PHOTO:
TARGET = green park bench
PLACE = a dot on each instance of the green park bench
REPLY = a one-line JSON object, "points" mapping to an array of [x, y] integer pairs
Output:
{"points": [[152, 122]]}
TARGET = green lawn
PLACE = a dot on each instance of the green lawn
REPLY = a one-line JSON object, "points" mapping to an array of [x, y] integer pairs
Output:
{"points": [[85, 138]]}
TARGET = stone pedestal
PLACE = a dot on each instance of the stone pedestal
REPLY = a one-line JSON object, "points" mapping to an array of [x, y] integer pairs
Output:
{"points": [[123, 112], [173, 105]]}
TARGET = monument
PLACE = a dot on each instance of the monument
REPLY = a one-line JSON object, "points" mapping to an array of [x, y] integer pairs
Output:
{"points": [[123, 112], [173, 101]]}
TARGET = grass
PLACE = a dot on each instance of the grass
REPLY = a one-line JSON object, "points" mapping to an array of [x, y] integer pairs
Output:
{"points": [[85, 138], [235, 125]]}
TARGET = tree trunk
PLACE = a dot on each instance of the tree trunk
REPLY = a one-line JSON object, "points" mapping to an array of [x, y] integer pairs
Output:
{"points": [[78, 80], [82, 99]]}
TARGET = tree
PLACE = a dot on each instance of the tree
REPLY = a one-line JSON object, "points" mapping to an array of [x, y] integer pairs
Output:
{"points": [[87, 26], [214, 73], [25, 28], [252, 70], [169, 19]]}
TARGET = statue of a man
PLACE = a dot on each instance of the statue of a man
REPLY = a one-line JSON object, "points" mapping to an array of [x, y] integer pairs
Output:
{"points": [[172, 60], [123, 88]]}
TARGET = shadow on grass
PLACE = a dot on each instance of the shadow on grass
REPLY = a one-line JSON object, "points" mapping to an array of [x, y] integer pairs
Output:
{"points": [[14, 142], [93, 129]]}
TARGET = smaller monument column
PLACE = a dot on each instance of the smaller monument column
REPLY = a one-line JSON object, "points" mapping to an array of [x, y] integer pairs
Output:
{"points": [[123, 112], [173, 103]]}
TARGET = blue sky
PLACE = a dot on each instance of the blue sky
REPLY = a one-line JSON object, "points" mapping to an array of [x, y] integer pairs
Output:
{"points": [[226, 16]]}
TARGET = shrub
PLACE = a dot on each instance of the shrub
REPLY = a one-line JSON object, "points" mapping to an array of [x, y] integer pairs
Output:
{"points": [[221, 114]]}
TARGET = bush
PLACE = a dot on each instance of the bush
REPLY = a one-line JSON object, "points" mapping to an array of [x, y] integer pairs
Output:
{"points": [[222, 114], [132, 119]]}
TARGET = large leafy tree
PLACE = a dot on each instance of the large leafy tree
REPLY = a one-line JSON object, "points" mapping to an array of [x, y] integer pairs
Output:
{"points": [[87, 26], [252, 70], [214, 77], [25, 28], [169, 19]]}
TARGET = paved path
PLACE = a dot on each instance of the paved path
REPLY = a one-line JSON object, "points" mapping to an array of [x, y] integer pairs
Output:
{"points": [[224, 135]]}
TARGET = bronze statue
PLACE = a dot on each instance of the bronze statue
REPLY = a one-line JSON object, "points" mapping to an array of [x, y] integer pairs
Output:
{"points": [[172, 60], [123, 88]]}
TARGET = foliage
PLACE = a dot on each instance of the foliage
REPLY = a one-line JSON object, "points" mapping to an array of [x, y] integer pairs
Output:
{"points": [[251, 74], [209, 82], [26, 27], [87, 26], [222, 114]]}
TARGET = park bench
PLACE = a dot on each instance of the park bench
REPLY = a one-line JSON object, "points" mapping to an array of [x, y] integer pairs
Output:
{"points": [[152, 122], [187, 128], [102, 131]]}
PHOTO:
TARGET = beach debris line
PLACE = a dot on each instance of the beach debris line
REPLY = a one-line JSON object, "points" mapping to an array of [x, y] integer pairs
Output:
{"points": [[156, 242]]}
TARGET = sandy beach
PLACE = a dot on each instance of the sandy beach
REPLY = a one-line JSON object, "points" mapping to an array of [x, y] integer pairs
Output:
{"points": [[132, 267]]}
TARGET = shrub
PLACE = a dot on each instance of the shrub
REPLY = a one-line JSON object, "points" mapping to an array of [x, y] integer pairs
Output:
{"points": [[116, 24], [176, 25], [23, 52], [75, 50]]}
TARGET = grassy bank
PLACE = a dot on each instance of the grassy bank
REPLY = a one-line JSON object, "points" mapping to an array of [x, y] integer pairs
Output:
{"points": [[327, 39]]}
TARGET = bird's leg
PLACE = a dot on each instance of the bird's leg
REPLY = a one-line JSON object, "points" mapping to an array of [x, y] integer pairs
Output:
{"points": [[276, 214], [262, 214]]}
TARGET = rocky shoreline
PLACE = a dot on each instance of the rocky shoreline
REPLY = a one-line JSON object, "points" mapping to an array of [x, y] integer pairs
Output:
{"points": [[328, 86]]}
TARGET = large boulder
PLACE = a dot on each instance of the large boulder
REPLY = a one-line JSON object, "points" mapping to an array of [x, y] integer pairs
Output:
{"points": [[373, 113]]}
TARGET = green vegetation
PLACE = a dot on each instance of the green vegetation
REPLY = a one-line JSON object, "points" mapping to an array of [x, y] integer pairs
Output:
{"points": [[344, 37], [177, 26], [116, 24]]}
+-------+
What you need to do:
Your task is to return the full listing exactly as it was given.

Solution:
PHOTO:
TARGET = green park bench
PLACE = a dot on each instance of the green park bench
REPLY = a one-line JSON object, "points" mapping to an array of [x, y] integer pairs
Output:
{"points": [[152, 122]]}
TARGET = green lawn
PLACE = a dot on each instance of the green lawn
REPLY = a one-line JSON object, "points" mapping to an array of [x, y] integer pairs
Output:
{"points": [[85, 138]]}
TARGET = stone pedestal
PLACE = a dot on each instance of the stone pedestal
REPLY = a one-line JSON object, "points" mapping to an array of [x, y] integer pairs
Output:
{"points": [[123, 112], [173, 105]]}
TARGET = monument
PLACE = a dot on each instance of the monument
REPLY = a one-line JSON object, "points" mapping to an array of [x, y] integer pairs
Output:
{"points": [[123, 112], [173, 101]]}
TARGET = grass
PLACE = a dot on each instance of the grass
REPLY = a one-line JSON object, "points" mapping to an array of [x, y] integer pairs
Output:
{"points": [[85, 138], [235, 125]]}
TARGET = tree trunk
PLACE = a dot on each instance of the tree trunk
REPLY = a one-line JSON object, "points" mapping to an array of [x, y] integer pairs
Output:
{"points": [[78, 80], [82, 99]]}
TARGET = tree
PLACE = a dot on each instance of the tree
REPLY = a one-line JSON object, "points" mapping to an array of [x, y] integer pairs
Output:
{"points": [[87, 26], [214, 73], [25, 28], [252, 70], [169, 19]]}
TARGET = statue of a man
PLACE = a dot on each instance of the statue of a man
REPLY = a one-line JSON object, "points" mapping to an array of [x, y] integer pairs
Output:
{"points": [[172, 60], [123, 88]]}
TARGET = shadow on grass
PLACE = a dot on each instance of the shadow on grass
REPLY = a one-line JSON object, "points" mapping to an array of [x, y] integer pairs
Output:
{"points": [[14, 142], [93, 129]]}
TARGET = smaller monument column
PLACE = a dot on each instance of the smaller monument column
REPLY = a one-line JSON object, "points" mapping to an array of [x, y] integer pairs
Output:
{"points": [[123, 112], [173, 103]]}
TARGET = blue sky
PLACE = a dot on each instance of the blue sky
REPLY = a one-line JSON object, "points" mapping to an array of [x, y] integer pairs
Output:
{"points": [[226, 16]]}
TARGET = shrub
PLACE = a dot on each instance of the shrub
REPLY = a one-line JSON object, "points" mapping to an array of [x, y] integer pairs
Output:
{"points": [[221, 114]]}
TARGET = bush
PLACE = a dot on each instance of the bush
REPLY = a one-line JSON object, "points" mapping to an array of [x, y] integer pairs
Output:
{"points": [[222, 114], [132, 119]]}
TARGET = large leafy tree
PLACE = a dot on each instance of the large leafy tree
REPLY = a one-line JSON object, "points" mapping to an array of [x, y] integer pairs
Output:
{"points": [[87, 26], [252, 70], [214, 77], [25, 28], [169, 19]]}
TARGET = paved path
PLACE = a dot on each instance of the paved path
REPLY = a one-line JSON object, "points" mapping to an array of [x, y] integer pairs
Output:
{"points": [[224, 135]]}
TARGET = bronze statue
PLACE = a dot on each instance of the bronze statue
REPLY = a one-line JSON object, "points" mapping to an array of [x, y] integer pairs
Output:
{"points": [[172, 60], [123, 88]]}
TARGET = foliage
PLACE = a dot on each instance of the foliage
REPLY = a one-line JSON object, "points" mapping to an array of [x, y] integer pairs
Output:
{"points": [[251, 74], [209, 82], [26, 27], [87, 26], [222, 114]]}
TARGET = park bench
PLACE = a dot on each instance of the park bench
REPLY = a one-line JSON object, "points" mapping to an array of [x, y] integer pairs
Output:
{"points": [[152, 122], [187, 128], [102, 131]]}
PHOTO:
TARGET = beach debris line
PLACE = a dot on each instance of the beach debris line
REPLY = a one-line JSON object, "points" mapping to an array of [x, y] integer pairs
Output:
{"points": [[156, 242]]}
TARGET = sandy beach
PLACE = a dot on each instance of the sandy beach
REPLY = a one-line JSON object, "points" mapping to an array of [x, y] integer pairs
Output:
{"points": [[132, 267]]}
TARGET = shrub
PLACE = a dot on each instance of the shrub
REPLY = a one-line JSON object, "points" mapping to an array of [x, y] integer pairs
Output:
{"points": [[116, 24], [176, 25], [23, 52], [75, 50]]}
TARGET = grassy bank
PLACE = a dot on each instance of the grassy bank
REPLY = a one-line JSON object, "points" mapping to an array of [x, y] integer pairs
Output:
{"points": [[327, 39]]}
TARGET = bird's leg
PLACE = a dot on each instance of the bird's leg
REPLY = a one-line JSON object, "points" mapping to an array of [x, y] integer pairs
Output:
{"points": [[276, 214], [262, 214]]}
TARGET = rocky shoreline
PLACE = a dot on each instance of the rocky shoreline
REPLY = a one-line JSON object, "points" mapping to an array of [x, y] integer pairs
Output:
{"points": [[328, 86]]}
TARGET = large boulder
PLACE = a dot on each instance of the large boulder
REPLY = a one-line JSON object, "points" mapping to an array of [x, y] integer pairs
Output:
{"points": [[373, 113]]}
TARGET = green vegetation
PLACE = a dot on each instance of the green vegetation
REPLY = a one-line JSON object, "points" mapping to an array of [x, y] integer pairs
Output:
{"points": [[344, 37], [177, 26], [116, 24]]}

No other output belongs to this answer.